Try it = Quote the full news report about the teenager who swallowed a bluebottle at Bondi Beach word for word.
┌─ Page text
A teenage boy spent Christmas Day in hospital after swallowing a bluebottle while swimming at Bondi Beach in Australia.
The 18-year-old managed to make his way back to shore after the stinger crawled into his mouth, where he was treated by lifeguards, who called an ambulance at about 1:20 pm.
A spokeswoman for NSW Ambulance told NCA NewsWire that paramedics attended the scene and took the boy by road to St Vincent’s Hospital.
He was later discharged, the hospital confirmed on Monday.
It is not known how the bluebottle made its way into the boy’s mouth, or if it was dead or alive when he swallowed it.
Bluebottles float at the ocean’s surface and are moved around by the wind and current, rather than through active swimming.
Researchers from UNSW say about 1 in 6 Australians have been stung by a marine stinger, with most of those by bluebottles.
└─
┌─ Data shown
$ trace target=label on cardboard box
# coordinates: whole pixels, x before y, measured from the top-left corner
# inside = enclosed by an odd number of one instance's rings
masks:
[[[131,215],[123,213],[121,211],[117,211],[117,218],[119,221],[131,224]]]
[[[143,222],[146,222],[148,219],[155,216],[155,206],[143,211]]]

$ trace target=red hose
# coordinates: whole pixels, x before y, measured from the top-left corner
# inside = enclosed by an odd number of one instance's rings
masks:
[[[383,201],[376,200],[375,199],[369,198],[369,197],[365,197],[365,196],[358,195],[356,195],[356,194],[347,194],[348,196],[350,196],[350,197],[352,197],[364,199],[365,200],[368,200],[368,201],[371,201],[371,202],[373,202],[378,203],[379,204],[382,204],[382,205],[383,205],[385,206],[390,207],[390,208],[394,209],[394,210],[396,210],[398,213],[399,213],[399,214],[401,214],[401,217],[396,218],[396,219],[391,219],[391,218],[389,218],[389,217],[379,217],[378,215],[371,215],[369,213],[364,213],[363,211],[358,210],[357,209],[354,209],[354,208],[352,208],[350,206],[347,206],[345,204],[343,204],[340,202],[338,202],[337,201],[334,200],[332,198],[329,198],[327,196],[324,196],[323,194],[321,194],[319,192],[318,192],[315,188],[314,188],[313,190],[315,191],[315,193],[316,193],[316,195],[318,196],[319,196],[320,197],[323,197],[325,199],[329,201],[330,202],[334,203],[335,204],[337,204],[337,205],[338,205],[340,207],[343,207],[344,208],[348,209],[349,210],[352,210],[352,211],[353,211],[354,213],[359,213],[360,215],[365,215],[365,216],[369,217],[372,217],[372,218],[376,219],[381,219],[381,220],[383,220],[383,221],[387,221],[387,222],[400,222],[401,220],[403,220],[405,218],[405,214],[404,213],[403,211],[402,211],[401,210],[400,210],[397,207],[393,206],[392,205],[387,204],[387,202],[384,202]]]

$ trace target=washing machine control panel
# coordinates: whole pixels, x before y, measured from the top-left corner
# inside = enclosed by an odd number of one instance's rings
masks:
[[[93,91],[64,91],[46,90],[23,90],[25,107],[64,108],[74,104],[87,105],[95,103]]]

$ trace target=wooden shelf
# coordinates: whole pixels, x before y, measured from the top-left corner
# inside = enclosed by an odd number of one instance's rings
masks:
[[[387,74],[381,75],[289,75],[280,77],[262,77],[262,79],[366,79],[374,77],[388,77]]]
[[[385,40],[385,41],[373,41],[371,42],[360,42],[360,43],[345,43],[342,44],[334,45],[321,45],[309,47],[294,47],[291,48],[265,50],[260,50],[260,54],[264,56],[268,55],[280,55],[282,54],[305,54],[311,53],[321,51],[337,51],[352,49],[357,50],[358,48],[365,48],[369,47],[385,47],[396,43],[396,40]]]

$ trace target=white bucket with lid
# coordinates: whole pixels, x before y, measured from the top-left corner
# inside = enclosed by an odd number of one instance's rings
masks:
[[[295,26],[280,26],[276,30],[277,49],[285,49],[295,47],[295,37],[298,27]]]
└─
Your response =
A teenage boy spent Christmas Day in hospital after swallowing a bluebottle while swimming at Bondi Beach in Australia.
The 18-year-old managed to make his way back to shore after the stinger crawled into his mouth, where he was treated by lifeguards, who called an ambulance at about 1:20 pm.
A spokeswoman for NSW Ambulance told NCA NewsWire that paramedics attended the scene and took the boy by road to St Vincent’s Hospital.
He was later discharged, the hospital confirmed on Monday.
It is not known how the bluebottle made its way into the boy’s mouth, or if it was dead or alive when he swallowed it.
Bluebottles float at the ocean’s surface and are moved around by the wind and current, rather than through active swimming.
Researchers from UNSW say about 1 in 6 Australians have been stung by a marine stinger, with most of those by bluebottles.